#### What you are asked to do
Rewrite the listing from the line with "Phrase: glass jar" through the end of the listing, renaming "laptop" to "notebook" everywhere and leaving all else as it stands.

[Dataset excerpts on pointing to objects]
----------------

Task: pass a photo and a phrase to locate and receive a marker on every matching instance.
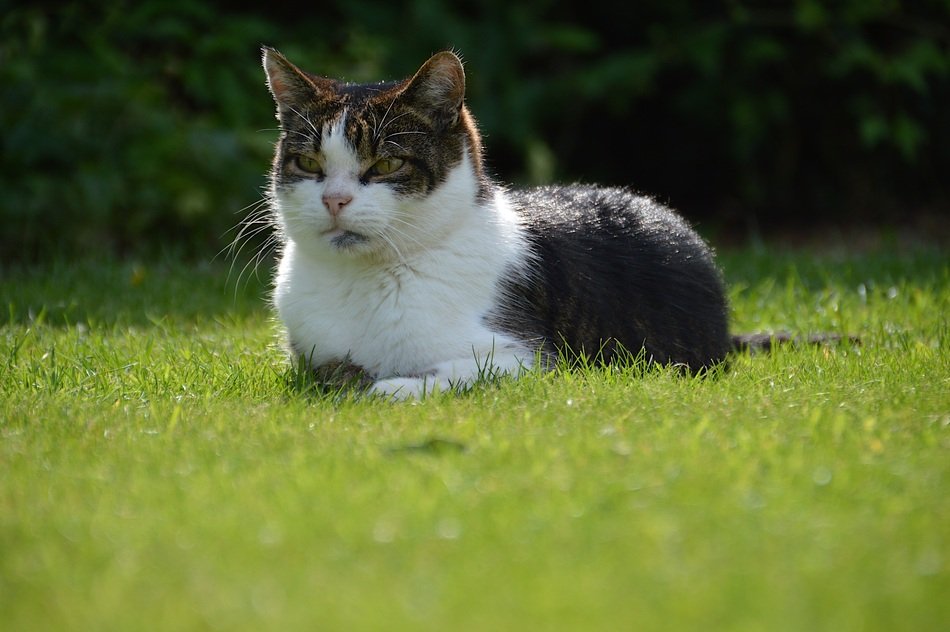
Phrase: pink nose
(335, 203)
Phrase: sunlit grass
(161, 465)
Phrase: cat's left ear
(438, 88)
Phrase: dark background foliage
(145, 127)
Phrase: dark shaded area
(145, 127)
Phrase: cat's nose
(335, 203)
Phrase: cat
(404, 262)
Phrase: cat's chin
(346, 240)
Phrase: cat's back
(611, 265)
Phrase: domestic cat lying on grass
(403, 261)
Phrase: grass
(161, 467)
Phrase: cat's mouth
(344, 239)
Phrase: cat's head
(372, 169)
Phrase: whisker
(406, 132)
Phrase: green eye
(386, 166)
(308, 164)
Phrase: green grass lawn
(161, 467)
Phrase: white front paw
(402, 388)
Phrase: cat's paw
(403, 388)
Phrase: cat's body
(402, 258)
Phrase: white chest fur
(417, 321)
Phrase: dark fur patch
(613, 268)
(406, 120)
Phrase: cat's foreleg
(454, 375)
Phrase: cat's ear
(291, 87)
(438, 88)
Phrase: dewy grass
(162, 466)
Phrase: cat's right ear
(291, 87)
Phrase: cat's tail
(766, 341)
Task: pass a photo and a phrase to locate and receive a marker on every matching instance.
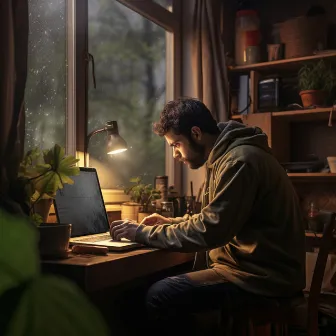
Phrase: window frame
(171, 22)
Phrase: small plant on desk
(42, 173)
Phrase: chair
(274, 317)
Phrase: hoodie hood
(235, 134)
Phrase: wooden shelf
(306, 115)
(313, 235)
(317, 114)
(284, 64)
(313, 177)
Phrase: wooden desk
(96, 273)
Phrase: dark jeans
(173, 303)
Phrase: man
(250, 224)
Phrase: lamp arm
(87, 140)
(90, 135)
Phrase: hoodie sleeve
(218, 223)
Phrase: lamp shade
(115, 143)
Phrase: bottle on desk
(314, 224)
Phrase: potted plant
(43, 173)
(141, 196)
(316, 80)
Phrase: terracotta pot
(130, 210)
(142, 215)
(312, 98)
(42, 207)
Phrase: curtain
(13, 69)
(208, 58)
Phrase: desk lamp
(115, 143)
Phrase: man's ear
(196, 133)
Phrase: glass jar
(167, 209)
(247, 38)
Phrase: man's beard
(198, 159)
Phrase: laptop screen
(81, 204)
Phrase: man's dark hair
(180, 115)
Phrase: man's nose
(176, 153)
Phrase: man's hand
(155, 219)
(123, 229)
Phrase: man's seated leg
(173, 302)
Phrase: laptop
(81, 204)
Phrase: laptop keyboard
(105, 236)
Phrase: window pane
(130, 56)
(45, 96)
(168, 4)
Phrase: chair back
(325, 246)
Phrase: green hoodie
(251, 222)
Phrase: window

----------------

#### Exercise answer
Phrase: glass jar
(167, 209)
(247, 38)
Phrase: man's beard
(198, 159)
Phrase: notebook screen
(81, 204)
Phrase: man's dark hair
(180, 115)
Phrase: man's nose
(176, 153)
Phrase: man's hand
(155, 219)
(123, 229)
Phrase: man's seated leg
(173, 302)
Phrase: notebook
(81, 204)
Phrase: notebook keyboard
(105, 236)
Phrase: window pane
(130, 56)
(45, 96)
(168, 4)
Phrase: chair back
(325, 246)
Phrase: green hoodie
(251, 222)
Phrase: window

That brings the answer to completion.